## SUPPLIED PASSAGE
What about Herman Van Rompuy, president of the European Council, and Jose Manuel Barroso, president of the European Commission? Do they share such views?
“Van Rompuy is a scandal. He was invented – his post is an invention of the European governments, the governments of member states, because they didn’t want a strong president of the European Commission. The European Commission is a supranational institution, and the Commission is thinking in a general European way. The governments of the member states wanted to break its power, or prevent an increase of its power, to save their own legitimacy. So they ‘invented’ a President of the European Council, to confuse the system and say, ‘Hey, who is the president of the European Union? Is this the President of the European Commission, or the President of the European Council, or the President of the Parliament?’ So, the problem was to make the Council stronger and give it its own president, in concurrence to the president of the European Commission. This was a scandal, this was a flashback, this was a relapse. We have to overcome this as well.”
There is an ongoing discussion in Europe, whereby some support the principle of federalism, while others reject it. Can you sense any progress in the direction towards the federalization of Europe?
“I think, for the beginning every idea is good, which is not based on the idea of national identity and national interests. I can’t imagine one person – let’s say, German, Hungarian, Polish, or Austrian, or Portuguese – who is able to explain what his privileged national interests could be. Every interest of every person is the same: based on human rights, and so on. You have the same interests as me, in the sense of the basics of the organization of our life. Justice, freedom, human rights, chances, and so on. National interests – it’s a fiction. This fiction is the product of the system in which only nations and national vote give legitimation. One clear example: when Ms. Merkel makes a European political decision, every German finds it correct, because Germans voted for her, and elected her. But 26 of 27 states did not elect her, right? And here is the lack of democratic legitimation. So we don’t need nationally elected politicians.”
Do you think that the system of qualitative voting will help this in some way to build this post-national democracy? I mean, this system of quantitative voting. There are a lot of questions which are put to vote in Europe – and the vote is based on majority, not on consensus.
“We do not need all these discussions if we finally understand that we do not need a union of national governments. It is a problem when they need to come to a unified decision, but at the same time it’s a problem when they have to make a majority decision, because the most economically powerful countries win against the smaller countries. This is not the idea of the European Union.”
Do you know what “sovereign democracy” means?
“No, what is it?”
Sovereign democracy is a notion devised by the Russian ideologist Surkov several years ago. What do you think of it?

## SET EXERCISE A
Recast every line of the records below as a JSON list of strings, one string per line, with blank lines left out. Leave the pictures out of the answer.

## MATERIAL PROVIDED
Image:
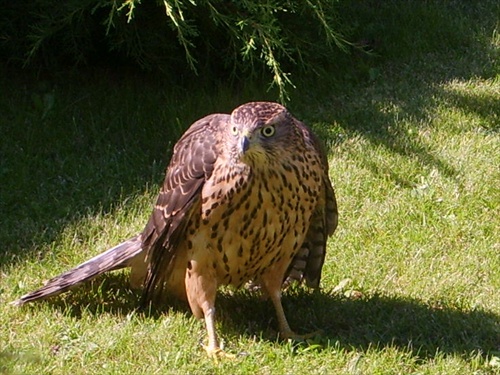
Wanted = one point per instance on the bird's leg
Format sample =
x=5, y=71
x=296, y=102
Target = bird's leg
x=201, y=289
x=271, y=281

## SET EXERCISE B
Answer these questions from the interview on European politics:
(i) Who is named as president of the European Commission?
(ii) According to the interviewee, how many of the 27 states did not elect Ms. Merkel?
(iii) Who devised the notion of "sovereign democracy"?

## CORRECT RESPONSE A
[
  "Image:",
  "Wanted = one point per instance on the bird's leg",
  "Format sample =",
  "x=5, y=71",
  "x=296, y=102",
  "Target = bird's leg",
  "x=201, y=289",
  "x=271, y=281"
]

## CORRECT RESPONSE B
(i) Jose Manuel Barroso
(ii) 26
(iii) The Russian ideologist Surkov